• [Excerpt to read]:
§
= Workplace strategy =

Pattern of a organization's work

Workplace Strategy is the dynamic alignment of an organization's work patterns with the work environment to enable peak performance and reduce costs.

==Components and aims==
The role of the person charged with developing the strategy, the 'workplace strategist', is to understand the organisation's requirements and recommend a workplace solution that will help them meet their current and future needs. The workplace strategy may facilitate meeting business objectives such as: reducing property costs, improving business performance, merging two or more organisations/cultures, and relocating or consolidating occupied buildings. In more simple terms, the workplace strategy provides a response to either running out of space, having too much space, or wanting to introduce organisational change. The workplace strategy and its implementation quite often occur at an opportune moment such as a property lease break or a company merger or acquisition.

The proposed workplace strategy will focus on how to use the space more efficiently and effectively. Recommendations often include moving from cellular (predominantly private office) environments to open plan, or introducing new ways of working and moving to a flexible working environment, as first proposed by Frank Duffy in the nineties. At around the same time, Erik Veldhoen, a Dutch based consultant and workplace strategist 'avant la lettre', developed the so-called 'activity based design approach'. It was the first integrated design approach ever developed, combining insights from different disciplines including design, ICT, social organization and management. With this methodology he was able to realize the first 'activity-based' work environment for Interpolis, an insurance company, based in Tilburg (The Netherlands). An 'Activity Based' Work Environment is where the occupants have access to a range of work settings, including working at home or on the move, but also share workstations, often referred to as hot desking or the related Hoteling. Since 2001, the concept of coworking space has also provided options for the startups, freelancers and companies who prefer this plug-and-play solution with shorter lease terms commitment.

With the fourth industrial revolution, people have questioned the relevance of physical workspace and workplace strategy as team may work remotely outside an office space. The meaning and purpose of work spaces is changing to align with the organisation's growth strategy. Following the COVID-19 pandemic, workplace strategies have paid particular attention to hybrid workplace strategy and the challenge of having work-from-home staff return to the office.

Easy to follow reviews of how to develop a workplace strategy are provided by Eley and Marmot and Springer.

==Workplace consultants==
Workplace strategies tend to be developed by specialist workplace consultants or the service may provided from within an architectural practice. Savage notes that: "The successful implementation of a workplace strategy requires an interdisciplinary team, internal and external to the organization ... A workplace consultant may be retained to engage the team, help define success criteria, manage the process, and assess results."
External workplace consultants are professionals from a number of backgrounds: business management, interior design and architecture, building surveying, real estate and facilities management, human resources and building research.

==Research==
Research is currently underway by the General Services Administration to test the impact of workplace strategies, design, and new technologies on business performance.
§
• [Activities]:
(1) Copy word for word the part of the workplace strategy article that opens with the words containing "External workplace consultants" and closes with "and building research.".
(2) According to the workplace strategy article, for which company did Erik Veldhoen realize the first activity-based work environment?
(3) Decide whether each statement agrees with the workplace strategy article, answering yes or no and quoting the words that settle it: (a) Frank Duffy first proposed a flexible working environment in the nineties. (b) The concept of coworking space has offered options since 2010. (c) The General Services Administration is researching how workplace strategies affect business performance.
The records aren't needed.
§
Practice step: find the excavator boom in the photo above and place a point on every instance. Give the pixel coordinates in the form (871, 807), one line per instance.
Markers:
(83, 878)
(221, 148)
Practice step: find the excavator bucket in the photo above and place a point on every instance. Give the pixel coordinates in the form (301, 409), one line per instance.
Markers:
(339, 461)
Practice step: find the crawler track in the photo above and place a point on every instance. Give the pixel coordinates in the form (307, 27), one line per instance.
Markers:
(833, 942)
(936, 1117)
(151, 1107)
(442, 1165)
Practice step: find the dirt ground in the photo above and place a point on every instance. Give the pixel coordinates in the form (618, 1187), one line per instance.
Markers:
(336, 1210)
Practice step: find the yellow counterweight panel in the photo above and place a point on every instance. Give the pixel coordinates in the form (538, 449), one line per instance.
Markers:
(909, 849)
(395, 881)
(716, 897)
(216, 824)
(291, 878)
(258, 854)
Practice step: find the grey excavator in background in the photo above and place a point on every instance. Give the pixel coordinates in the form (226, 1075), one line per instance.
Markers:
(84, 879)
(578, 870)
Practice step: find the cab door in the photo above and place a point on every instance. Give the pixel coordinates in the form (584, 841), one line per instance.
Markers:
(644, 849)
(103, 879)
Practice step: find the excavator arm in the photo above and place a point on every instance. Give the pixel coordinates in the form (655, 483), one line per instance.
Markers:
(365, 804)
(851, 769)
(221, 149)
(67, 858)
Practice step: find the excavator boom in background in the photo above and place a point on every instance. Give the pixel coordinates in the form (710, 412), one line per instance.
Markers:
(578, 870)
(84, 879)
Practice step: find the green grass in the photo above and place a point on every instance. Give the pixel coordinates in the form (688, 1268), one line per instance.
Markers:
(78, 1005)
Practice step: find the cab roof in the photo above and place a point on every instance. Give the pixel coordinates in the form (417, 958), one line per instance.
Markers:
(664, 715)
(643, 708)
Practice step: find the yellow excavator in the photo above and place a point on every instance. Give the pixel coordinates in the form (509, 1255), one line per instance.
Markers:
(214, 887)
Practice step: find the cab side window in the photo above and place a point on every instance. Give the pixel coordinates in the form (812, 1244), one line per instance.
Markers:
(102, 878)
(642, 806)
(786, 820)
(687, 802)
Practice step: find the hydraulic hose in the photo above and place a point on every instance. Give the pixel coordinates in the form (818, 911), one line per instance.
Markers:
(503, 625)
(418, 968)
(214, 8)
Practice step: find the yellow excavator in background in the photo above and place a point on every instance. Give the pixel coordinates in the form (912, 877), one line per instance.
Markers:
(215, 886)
§
• [Results]:
(1)
External workplace consultants are professionals from a number of backgrounds: business management, interior design and architecture, building surveying, real estate and facilities management, human resources and building research.

(2) Interpolis, an insurance company based in Tilburg, The Netherlands.

(3)
(a) Yes: "as first proposed by Frank Duffy in the nineties"
(b) No: "Since 2001, the concept of coworking space has also provided options"
(c) Yes: "Research is currently underway by the General Services Administration to test the impact of workplace strategies, design, and new technologies on business performance."